◆ Exercise requirements: Can you turn everything from the line containing "point: green rice" down through the end of the data, both included, into a JSON list of strings with one string per line and blank lines left out?

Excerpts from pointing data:
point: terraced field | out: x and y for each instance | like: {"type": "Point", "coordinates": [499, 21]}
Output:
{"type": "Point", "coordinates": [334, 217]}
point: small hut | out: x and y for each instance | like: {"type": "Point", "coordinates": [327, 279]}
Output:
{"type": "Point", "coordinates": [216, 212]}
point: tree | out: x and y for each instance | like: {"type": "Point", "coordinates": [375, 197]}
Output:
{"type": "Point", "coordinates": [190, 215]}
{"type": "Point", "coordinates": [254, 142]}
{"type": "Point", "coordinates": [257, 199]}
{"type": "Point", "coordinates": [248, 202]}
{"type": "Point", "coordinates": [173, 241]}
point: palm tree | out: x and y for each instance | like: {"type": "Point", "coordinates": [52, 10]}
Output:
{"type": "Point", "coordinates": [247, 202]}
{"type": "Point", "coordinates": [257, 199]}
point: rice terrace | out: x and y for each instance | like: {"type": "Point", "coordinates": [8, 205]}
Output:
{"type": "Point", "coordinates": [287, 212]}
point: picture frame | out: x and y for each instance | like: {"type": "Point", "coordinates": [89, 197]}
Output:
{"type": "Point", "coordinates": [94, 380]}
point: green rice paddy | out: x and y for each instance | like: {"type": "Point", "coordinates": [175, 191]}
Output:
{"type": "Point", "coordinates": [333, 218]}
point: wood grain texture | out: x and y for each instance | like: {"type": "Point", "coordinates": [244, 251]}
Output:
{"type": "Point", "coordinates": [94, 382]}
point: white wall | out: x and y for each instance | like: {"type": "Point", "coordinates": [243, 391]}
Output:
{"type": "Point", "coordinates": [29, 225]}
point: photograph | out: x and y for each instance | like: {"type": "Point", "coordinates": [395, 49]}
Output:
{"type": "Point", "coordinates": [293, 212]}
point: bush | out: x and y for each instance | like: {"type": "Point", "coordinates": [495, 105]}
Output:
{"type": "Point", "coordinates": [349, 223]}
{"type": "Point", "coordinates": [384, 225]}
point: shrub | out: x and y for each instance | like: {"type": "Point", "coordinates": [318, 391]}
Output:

◆ Solution to the problem:
[
  "point: green rice paddy | out: x and y for each instance | like: {\"type\": \"Point\", \"coordinates\": [175, 191]}",
  "Output:",
  "{\"type\": \"Point\", \"coordinates\": [333, 218]}",
  "point: wood grain texture | out: x and y for each instance | like: {\"type\": \"Point\", \"coordinates\": [244, 251]}",
  "Output:",
  "{\"type\": \"Point\", \"coordinates\": [94, 382]}",
  "point: white wall | out: x and y for each instance | like: {\"type\": \"Point\", \"coordinates\": [243, 391]}",
  "Output:",
  "{\"type\": \"Point\", \"coordinates\": [29, 225]}",
  "point: photograph | out: x and y for each instance | like: {\"type\": \"Point\", \"coordinates\": [395, 49]}",
  "Output:",
  "{\"type\": \"Point\", \"coordinates\": [293, 212]}",
  "point: bush | out: x and y for each instance | like: {\"type\": \"Point\", \"coordinates\": [495, 105]}",
  "Output:",
  "{\"type\": \"Point\", \"coordinates\": [349, 223]}",
  "{\"type\": \"Point\", \"coordinates\": [384, 225]}",
  "point: shrub | out: x and y for each instance | like: {\"type\": \"Point\", \"coordinates\": [318, 391]}",
  "Output:"
]